(Records of labeled points)
################
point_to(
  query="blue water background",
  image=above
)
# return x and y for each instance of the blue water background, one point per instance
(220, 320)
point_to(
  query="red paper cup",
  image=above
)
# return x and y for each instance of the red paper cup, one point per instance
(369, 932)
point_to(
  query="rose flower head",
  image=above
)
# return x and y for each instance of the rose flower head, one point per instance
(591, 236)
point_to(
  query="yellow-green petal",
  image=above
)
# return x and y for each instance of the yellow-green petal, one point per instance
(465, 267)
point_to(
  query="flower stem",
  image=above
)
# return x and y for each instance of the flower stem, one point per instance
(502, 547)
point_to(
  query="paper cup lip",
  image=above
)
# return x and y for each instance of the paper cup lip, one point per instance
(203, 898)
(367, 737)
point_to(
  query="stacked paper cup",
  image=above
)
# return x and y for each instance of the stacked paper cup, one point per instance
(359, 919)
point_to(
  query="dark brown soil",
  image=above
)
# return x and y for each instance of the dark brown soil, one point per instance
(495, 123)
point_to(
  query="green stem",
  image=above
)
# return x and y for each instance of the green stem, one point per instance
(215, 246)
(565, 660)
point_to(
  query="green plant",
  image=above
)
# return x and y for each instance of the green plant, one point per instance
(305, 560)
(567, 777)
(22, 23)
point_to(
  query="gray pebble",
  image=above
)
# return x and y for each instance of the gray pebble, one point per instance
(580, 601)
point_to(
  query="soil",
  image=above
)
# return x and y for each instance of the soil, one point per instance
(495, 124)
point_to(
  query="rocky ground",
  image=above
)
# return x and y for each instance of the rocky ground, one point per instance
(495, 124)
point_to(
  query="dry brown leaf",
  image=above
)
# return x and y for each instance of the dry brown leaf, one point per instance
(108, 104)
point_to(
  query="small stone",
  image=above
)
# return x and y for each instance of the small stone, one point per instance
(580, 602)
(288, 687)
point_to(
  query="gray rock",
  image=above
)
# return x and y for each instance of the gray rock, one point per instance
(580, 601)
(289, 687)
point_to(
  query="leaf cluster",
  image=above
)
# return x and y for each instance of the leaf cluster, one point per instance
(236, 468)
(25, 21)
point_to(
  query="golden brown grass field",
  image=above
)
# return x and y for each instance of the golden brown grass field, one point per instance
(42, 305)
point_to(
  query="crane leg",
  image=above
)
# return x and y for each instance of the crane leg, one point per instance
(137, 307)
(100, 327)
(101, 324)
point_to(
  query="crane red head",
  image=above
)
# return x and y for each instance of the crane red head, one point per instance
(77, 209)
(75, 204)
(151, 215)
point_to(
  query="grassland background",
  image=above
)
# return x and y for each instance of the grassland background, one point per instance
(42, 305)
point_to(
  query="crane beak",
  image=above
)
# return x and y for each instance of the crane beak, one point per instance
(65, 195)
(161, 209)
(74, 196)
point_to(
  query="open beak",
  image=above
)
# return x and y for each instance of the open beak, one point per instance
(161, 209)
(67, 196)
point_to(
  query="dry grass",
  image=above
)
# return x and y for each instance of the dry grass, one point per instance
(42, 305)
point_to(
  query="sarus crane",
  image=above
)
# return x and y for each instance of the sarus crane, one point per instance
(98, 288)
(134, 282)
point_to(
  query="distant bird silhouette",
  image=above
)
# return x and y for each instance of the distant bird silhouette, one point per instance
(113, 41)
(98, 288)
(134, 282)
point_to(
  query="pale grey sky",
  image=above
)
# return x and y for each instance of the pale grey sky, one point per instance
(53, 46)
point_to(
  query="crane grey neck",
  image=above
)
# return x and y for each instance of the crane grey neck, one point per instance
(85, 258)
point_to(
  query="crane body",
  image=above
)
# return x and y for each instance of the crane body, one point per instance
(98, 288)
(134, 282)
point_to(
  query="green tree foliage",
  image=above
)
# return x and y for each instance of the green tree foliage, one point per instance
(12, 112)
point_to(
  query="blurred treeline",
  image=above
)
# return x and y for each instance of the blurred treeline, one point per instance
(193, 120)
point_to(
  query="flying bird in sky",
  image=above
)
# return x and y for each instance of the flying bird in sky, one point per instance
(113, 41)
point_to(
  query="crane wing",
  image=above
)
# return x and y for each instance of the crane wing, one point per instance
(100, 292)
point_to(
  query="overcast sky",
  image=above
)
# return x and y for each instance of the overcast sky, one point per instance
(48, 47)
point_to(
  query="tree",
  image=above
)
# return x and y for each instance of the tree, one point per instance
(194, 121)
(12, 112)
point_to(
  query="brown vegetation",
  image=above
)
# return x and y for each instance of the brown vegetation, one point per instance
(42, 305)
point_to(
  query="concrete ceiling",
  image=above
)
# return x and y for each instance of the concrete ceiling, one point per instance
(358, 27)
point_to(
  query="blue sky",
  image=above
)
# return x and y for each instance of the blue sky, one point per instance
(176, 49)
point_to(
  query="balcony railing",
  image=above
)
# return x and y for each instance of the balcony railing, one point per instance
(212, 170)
################
_WHAT YOU NEED TO DO_.
Every entry must be output again, exactly as written above.

_REPLY TO THE EXERCISE_.
point_to(
  query="blue water background",
  image=above
)
# return x and y for each instance of the blue water background, one point per instance
(220, 320)
point_to(
  query="red paper cup",
  image=above
)
# return x and y for each instance of the red paper cup, one point per instance
(369, 932)
point_to(
  query="rose flower head",
  image=above
)
# return x and y for each instance of the rose flower head, one point per instance
(591, 236)
point_to(
  query="yellow-green petal",
  image=above
)
# return x and y for each instance of the yellow-green petal, one point per instance
(465, 267)
point_to(
  query="flower stem",
  image=above
)
# return x and y for each instance of the flower stem, one point per instance
(502, 547)
point_to(
  query="paper cup lip",
  image=above
)
# return x and y for each instance of the paper cup lip, one point per instance
(203, 898)
(367, 737)
point_to(
  query="stacked paper cup",
  image=above
)
# return x and y for each instance of the stacked paper cup, one point per instance
(359, 919)
point_to(
  query="dark brown soil",
  image=above
)
# return x and y for each instance of the dark brown soil, one point per instance
(495, 123)
point_to(
  query="green stem",
  image=above
)
# return x and y for each instance of the green stem, one point per instance
(215, 246)
(565, 660)
point_to(
  query="green plant",
  image=above
)
# return x and y for each instance of the green plant, one point per instance
(305, 560)
(567, 777)
(22, 23)
point_to(
  query="gray pebble",
  image=above
)
# return x and y for each instance of the gray pebble, one point per instance
(580, 601)
point_to(
  query="soil",
  image=above
)
# return x and y for each instance of the soil, one point per instance
(495, 124)
point_to(
  query="rocky ground",
  image=above
)
# return x and y for each instance of the rocky ground, one point per instance
(495, 124)
point_to(
  query="dry brown leaf",
  image=above
)
# return x and y for each instance of the dry brown leaf, one point per instance
(108, 104)
point_to(
  query="small stone",
  image=above
)
# return x and y for each instance of the small stone, one point per instance
(580, 602)
(288, 687)
point_to(
  query="gray rock",
  image=above
)
# return x and y for each instance of the gray rock, one point per instance
(580, 601)
(289, 687)
point_to(
  query="leaf cluster",
  image=above
)
# return x and y for each instance of the leaf cluster, one point per instance
(236, 468)
(25, 21)
point_to(
  query="golden brown grass field",
  image=above
)
# return x and y for each instance of the golden brown grass field, one point per instance
(42, 305)
point_to(
  query="crane leg",
  image=above
)
# return x and y for each instance of the crane leg, one point per instance
(137, 307)
(100, 327)
(101, 324)
point_to(
  query="crane red head",
  image=above
)
# return x and y for each instance of the crane red head, one point per instance
(77, 209)
(75, 204)
(151, 215)
point_to(
  query="grassland background",
  image=above
)
# return x and y for each instance of the grassland background, one point per instance
(42, 305)
point_to(
  query="crane beak",
  image=above
)
# return x and y for each instance of the crane beak, one point per instance
(65, 195)
(161, 209)
(74, 196)
point_to(
  query="open beak",
  image=above
)
# return x and y for each instance of the open beak, one point per instance
(161, 209)
(67, 196)
point_to(
  query="dry grass",
  image=above
)
# return x and y for each instance of the dry grass, one point per instance
(42, 305)
point_to(
  query="sarus crane",
  image=above
)
# return x and y for each instance of the sarus crane, one point per instance
(98, 288)
(134, 282)
point_to(
  query="distant bird silhouette",
  image=above
)
# return x and y for each instance of the distant bird silhouette, one point per instance
(113, 41)
(98, 288)
(134, 282)
point_to(
  query="pale grey sky",
  image=above
)
# return x and y for each instance of the pale grey sky, one point per instance
(53, 46)
point_to(
  query="crane grey neck",
  image=above
)
# return x and y for each instance of the crane grey neck, one point per instance
(85, 258)
point_to(
  query="crane body",
  image=above
)
# return x and y for each instance of the crane body, one point per instance
(98, 288)
(134, 282)
point_to(
  query="green tree foliage",
  image=above
)
# return x and y for each instance of the green tree foliage, one point per instance
(12, 112)
point_to(
  query="blurred treeline",
  image=above
)
# return x and y for each instance of the blurred treeline, one point per instance
(193, 120)
point_to(
  query="flying bird in sky",
  image=above
)
# return x and y for each instance of the flying bird in sky, one point per instance
(113, 41)
point_to(
  query="crane wing",
  image=above
)
# return x and y for each instance of the crane wing, one point per instance
(100, 292)
point_to(
  query="overcast sky",
  image=above
)
# return x and y for each instance of the overcast sky, one point per instance
(48, 47)
point_to(
  query="tree",
  image=above
)
# return x and y for each instance of the tree, one point per instance
(194, 121)
(12, 112)
point_to(
  query="brown vegetation",
  image=above
)
# return x and y for each instance of the brown vegetation, one point per instance
(42, 305)
point_to(
  query="concrete ceiling",
  image=above
)
# return x and y for each instance of the concrete ceiling, one point per instance
(358, 27)
point_to(
  query="blue sky",
  image=above
)
# return x and y for each instance of the blue sky, one point per instance
(176, 49)
point_to(
  query="balcony railing",
  image=above
)
# return x and y for each instance of the balcony railing, one point per instance
(212, 170)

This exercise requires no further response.